- [What the exercise asks]
Repeat every record below exactly, leaving out the pictures.

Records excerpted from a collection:

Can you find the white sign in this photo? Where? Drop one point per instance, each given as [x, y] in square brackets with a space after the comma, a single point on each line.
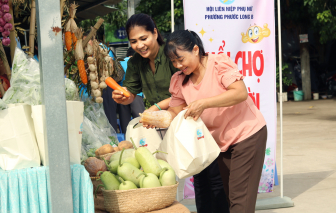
[244, 30]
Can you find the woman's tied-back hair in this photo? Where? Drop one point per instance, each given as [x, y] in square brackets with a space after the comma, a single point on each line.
[184, 40]
[145, 21]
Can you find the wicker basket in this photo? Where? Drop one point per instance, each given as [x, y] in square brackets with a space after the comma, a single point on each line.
[95, 183]
[139, 200]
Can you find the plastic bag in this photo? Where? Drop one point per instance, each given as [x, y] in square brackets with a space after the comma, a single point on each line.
[71, 91]
[25, 81]
[97, 130]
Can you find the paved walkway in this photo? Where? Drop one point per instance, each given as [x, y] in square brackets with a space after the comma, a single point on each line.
[309, 130]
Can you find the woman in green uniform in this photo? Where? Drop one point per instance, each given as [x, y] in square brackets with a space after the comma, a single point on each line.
[149, 70]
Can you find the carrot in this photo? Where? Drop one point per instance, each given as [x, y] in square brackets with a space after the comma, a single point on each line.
[74, 39]
[68, 40]
[82, 72]
[114, 85]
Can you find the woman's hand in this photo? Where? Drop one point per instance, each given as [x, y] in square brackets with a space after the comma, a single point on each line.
[119, 97]
[147, 126]
[195, 109]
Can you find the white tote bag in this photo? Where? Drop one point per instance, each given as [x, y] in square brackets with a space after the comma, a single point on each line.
[18, 147]
[142, 136]
[190, 146]
[75, 117]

- [Solution to this task]
Can you find the white sign in this photo? Where? Drop one point per instance, each given as [x, y] in square brackets with a space after the comma, a single point on each line.
[244, 30]
Can you find the woman's tied-back hair in this photo? Where? Drop one point per instance, each given as [x, y] in square brackets with a space after the comma, a single point on each line.
[184, 40]
[145, 21]
Can you find the wicker basket in this photo? Where? Drop one point per instance, each given as [x, y] in square brackets with a space after the comma, a single point on each line.
[95, 183]
[139, 200]
Can you find the plastic bag in this photo? Where? Drop one point per instance, each given as [x, y] in square brackets with a space after the comma, a single point on each line.
[71, 91]
[25, 81]
[97, 130]
Can you find the paved walkway in this photo? Where? Drop one point per instance, each given as [x, y] in square brackets with a space after the comma, a single point on each line.
[309, 130]
Can you find the woman in green uniform in this photo? Where? Drop one point per instance, each given as [x, y] in square brackets with a space after the comma, a single point on each line.
[149, 70]
Can you find the carrot in this photo? Where? Drop one point per instance, each given as [x, y] in square brackets with a space after the comma, a single point on each line.
[74, 39]
[68, 40]
[82, 72]
[114, 85]
Can you find the woman's hand in this photo? Where? Drop one point per instance, each given as [x, y] in square brackets with a space after the comma, a single point on each line.
[119, 97]
[147, 126]
[195, 109]
Can you find the white tote bag in this photo? Where? Drop one point per instance, each given as [x, y] in square brackets with a space after the comma, a single point on each line.
[18, 147]
[142, 136]
[190, 146]
[75, 117]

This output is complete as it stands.